### Data from a collection

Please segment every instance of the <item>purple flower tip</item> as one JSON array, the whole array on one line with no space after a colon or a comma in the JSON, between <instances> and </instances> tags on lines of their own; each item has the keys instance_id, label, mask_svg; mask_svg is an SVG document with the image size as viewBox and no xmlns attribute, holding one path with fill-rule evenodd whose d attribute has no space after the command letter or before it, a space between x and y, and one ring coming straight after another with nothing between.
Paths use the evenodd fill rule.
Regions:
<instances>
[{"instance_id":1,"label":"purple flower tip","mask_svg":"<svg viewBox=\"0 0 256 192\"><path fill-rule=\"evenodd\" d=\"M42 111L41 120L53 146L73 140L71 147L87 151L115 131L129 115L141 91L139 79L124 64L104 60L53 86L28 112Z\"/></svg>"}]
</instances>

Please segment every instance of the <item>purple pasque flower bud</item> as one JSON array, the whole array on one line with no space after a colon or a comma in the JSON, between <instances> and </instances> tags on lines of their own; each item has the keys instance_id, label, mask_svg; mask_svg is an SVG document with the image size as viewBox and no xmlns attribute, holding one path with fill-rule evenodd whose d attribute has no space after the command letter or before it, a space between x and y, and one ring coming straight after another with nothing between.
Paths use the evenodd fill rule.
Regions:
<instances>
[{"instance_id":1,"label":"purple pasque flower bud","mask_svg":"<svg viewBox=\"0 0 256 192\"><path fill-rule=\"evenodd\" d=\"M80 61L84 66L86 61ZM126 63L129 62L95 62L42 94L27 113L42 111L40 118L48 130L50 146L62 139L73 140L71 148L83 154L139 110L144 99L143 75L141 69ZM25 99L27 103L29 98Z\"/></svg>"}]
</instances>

### The exercise
Please copy out the lines above verbatim, covering the stretch from the line containing "Please segment every instance of the <item>purple pasque" through the end of the data.

### Exercise output
Please segment every instance of the <item>purple pasque flower bud</item> as one JSON array, the whole array on one line with no space after a colon or a comma in the JSON, between <instances> and </instances> tags on lines of their own; each item has the keys instance_id, label, mask_svg; mask_svg is an SVG document with the image size as viewBox and no xmlns attribute, holding one path with fill-rule evenodd whose d attribute has no space after the command letter or before it, a space between x and y, and one ring coming straight after another with nothing between.
Paths use the evenodd fill rule.
Regions:
<instances>
[{"instance_id":1,"label":"purple pasque flower bud","mask_svg":"<svg viewBox=\"0 0 256 192\"><path fill-rule=\"evenodd\" d=\"M80 61L84 66L86 61ZM126 63L129 62L95 62L42 94L27 113L42 111L40 118L48 130L50 146L62 139L73 140L71 148L83 154L139 110L144 99L143 75L141 69ZM25 99L27 103L29 98Z\"/></svg>"}]
</instances>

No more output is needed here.